▶ **Your goal**:
Reproduce the passage on Tattersall Golf Club below in full, word for word.

▶ **Selected passage**:
%%
Tattersall Golf Club Reason No. 1:
It’s a Rees Jones-design. For many public-course golfers in this area, the only opportunity to play a Rees Jones-designed course may come as a guest of a member during the occasional business round or member-guest tournament. But not at Tattersall, which is a fine example of Jones’ work, and welcomes public players to its country-club-for-a-day experience. The course itself has the big, broad-shouldered feeling of one where space wasn’t an issue during planning, and the wide fairways freely gallop along the wooded and rolling terrain like the horses that once called this former farm home. Despite the space, Jones prevented a tedious, bomb-it, then find-it style of play by maximizing the land’s dramatic changes in elevation—some up to 150 feet—and incorporating his massive bunkers and elevated greens. Rather than rewarding or overlooking mistakes, you pay for them here. Reason No. 2:
It has a historic clubhouse. It’s not every day that a golf course’s clubhouse dates back to 1702, but Tattersall’s Bordley House does exactly that. The course was built on land once known as Como Farm (the name comes from a small town in Italy) named by the former owner, noted agriculturist John Beale Bordley. The clubhouse was Bordley’s home and, since being completely renovated and restored, is registered with the Pennsylvania Historical and Museum Commission. Bordley was also a lawyer, held important judgeships, was elected to the American Philosophical Society, and founded the Philadelphia Society for promoting Agriculture. Reason No. 3:
It’s located in charming West Chester, Pa. Even if Jones’ dramatic design gets the better of you, a trip to Tattersall Golf Club can be a rewarding experience, especially if you wander into the delightful town of West Chester, which the Philadelphia Inquirer called “one of the world’s most perfect small towns.” In addition to being the home of West Chester University, which helps give it an eclectic and academic vibe, the entire downtown district is listed on the National Register of Historic Places. Here, you can browse past historic buildings with famous, Greek revival architecture, enjoy outdoor dining, visit art galleries, street fairs and take in live music. Reason No. 4:
It offers one of the area’s only all-inclusive memberships. One of the beautiful things about having a membership to a golf club is never having to dip into your pocket again to play golf. Unfortunately, many so-called “memberships” in our area give you little more than the ability to make advanced tee times at discounted rates. Not at Tattersall. Here, a $4,500 Signature Membership includes unlimited greens fees, unlimited cart usage, range privileges, USGA handicapping, charging privileges, six complimentary guest passes, invitations to all club-sponsored events, golf shop discounts and 21-day advance tee times. Oh yeah, and there’s no initiation fee.
%%
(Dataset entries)
%%
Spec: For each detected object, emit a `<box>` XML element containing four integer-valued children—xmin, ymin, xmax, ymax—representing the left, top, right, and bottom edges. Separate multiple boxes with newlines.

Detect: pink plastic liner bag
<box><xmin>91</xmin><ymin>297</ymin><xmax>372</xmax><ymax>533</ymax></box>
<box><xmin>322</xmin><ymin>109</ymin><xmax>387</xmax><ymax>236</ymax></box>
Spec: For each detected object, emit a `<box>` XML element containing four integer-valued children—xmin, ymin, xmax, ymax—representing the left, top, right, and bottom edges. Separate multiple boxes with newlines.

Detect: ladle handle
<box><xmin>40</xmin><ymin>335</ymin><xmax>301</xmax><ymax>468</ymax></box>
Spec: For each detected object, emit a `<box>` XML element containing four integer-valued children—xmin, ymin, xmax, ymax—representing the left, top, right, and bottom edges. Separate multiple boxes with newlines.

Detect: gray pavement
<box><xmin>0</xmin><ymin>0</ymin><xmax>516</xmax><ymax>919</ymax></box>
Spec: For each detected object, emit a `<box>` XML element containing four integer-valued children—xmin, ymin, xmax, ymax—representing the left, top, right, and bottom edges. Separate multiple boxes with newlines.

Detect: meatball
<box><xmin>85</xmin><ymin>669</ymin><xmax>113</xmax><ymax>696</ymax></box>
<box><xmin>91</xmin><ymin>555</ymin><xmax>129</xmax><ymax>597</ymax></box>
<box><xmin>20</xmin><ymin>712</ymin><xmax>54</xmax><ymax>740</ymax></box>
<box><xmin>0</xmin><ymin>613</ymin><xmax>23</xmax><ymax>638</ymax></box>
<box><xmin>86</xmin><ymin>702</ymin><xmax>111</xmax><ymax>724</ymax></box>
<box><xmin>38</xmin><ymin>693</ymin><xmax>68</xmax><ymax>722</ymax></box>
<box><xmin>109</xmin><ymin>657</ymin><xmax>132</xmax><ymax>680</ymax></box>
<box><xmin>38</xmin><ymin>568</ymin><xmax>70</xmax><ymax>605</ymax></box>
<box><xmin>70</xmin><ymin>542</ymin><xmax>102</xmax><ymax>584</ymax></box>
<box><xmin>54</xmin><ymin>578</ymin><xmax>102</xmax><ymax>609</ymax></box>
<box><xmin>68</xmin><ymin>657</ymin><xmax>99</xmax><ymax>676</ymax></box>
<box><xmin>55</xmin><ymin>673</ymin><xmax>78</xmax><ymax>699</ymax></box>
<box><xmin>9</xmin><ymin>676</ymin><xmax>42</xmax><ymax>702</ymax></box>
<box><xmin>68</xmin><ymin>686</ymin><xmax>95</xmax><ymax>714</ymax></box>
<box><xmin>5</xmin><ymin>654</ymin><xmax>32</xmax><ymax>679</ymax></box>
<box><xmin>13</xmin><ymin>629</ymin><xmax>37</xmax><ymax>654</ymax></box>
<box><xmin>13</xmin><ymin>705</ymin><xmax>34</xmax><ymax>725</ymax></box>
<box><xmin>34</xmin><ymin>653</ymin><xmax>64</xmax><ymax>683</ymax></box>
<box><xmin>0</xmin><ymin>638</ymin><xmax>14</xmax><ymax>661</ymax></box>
%%
▶ **The response**:
Tattersall Golf Club Reason No. 1:
It’s a Rees Jones-design. For many public-course golfers in this area, the only opportunity to play a Rees Jones-designed course may come as a guest of a member during the occasional business round or member-guest tournament. But not at Tattersall, which is a fine example of Jones’ work, and welcomes public players to its country-club-for-a-day experience. The course itself has the big, broad-shouldered feeling of one where space wasn’t an issue during planning, and the wide fairways freely gallop along the wooded and rolling terrain like the horses that once called this former farm home. Despite the space, Jones prevented a tedious, bomb-it, then find-it style of play by maximizing the land’s dramatic changes in elevation—some up to 150 feet—and incorporating his massive bunkers and elevated greens. Rather than rewarding or overlooking mistakes, you pay for them here. Reason No. 2:
It has a historic clubhouse. It’s not every day that a golf course’s clubhouse dates back to 1702, but Tattersall’s Bordley House does exactly that. The course was built on land once known as Como Farm (the name comes from a small town in Italy) named by the former owner, noted agriculturist John Beale Bordley. The clubhouse was Bordley’s home and, since being completely renovated and restored, is registered with the Pennsylvania Historical and Museum Commission. Bordley was also a lawyer, held important judgeships, was elected to the American Philosophical Society, and founded the Philadelphia Society for promoting Agriculture. Reason No. 3:
It’s located in charming West Chester, Pa. Even if Jones’ dramatic design gets the better of you, a trip to Tattersall Golf Club can be a rewarding experience, especially if you wander into the delightful town of West Chester, which the Philadelphia Inquirer called “one of the world’s most perfect small towns.” In addition to being the home of West Chester University, which helps give it an eclectic and academic vibe, the entire downtown district is listed on the National Register of Historic Places. Here, you can browse past historic buildings with famous, Greek revival architecture, enjoy outdoor dining, visit art galleries, street fairs and take in live music. Reason No. 4:
It offers one of the area’s only all-inclusive memberships. One of the beautiful things about having a membership to a golf club is never having to dip into your pocket again to play golf. Unfortunately, many so-called “memberships” in our area give you little more than the ability to make advanced tee times at discounted rates. Not at Tattersall. Here, a $4,500 Signature Membership includes unlimited greens fees, unlimited cart usage, range privileges, USGA handicapping, charging privileges, six complimentary guest passes, invitations to all club-sponsored events, golf shop discounts and 21-day advance tee times. Oh yeah, and there’s no initiation fee.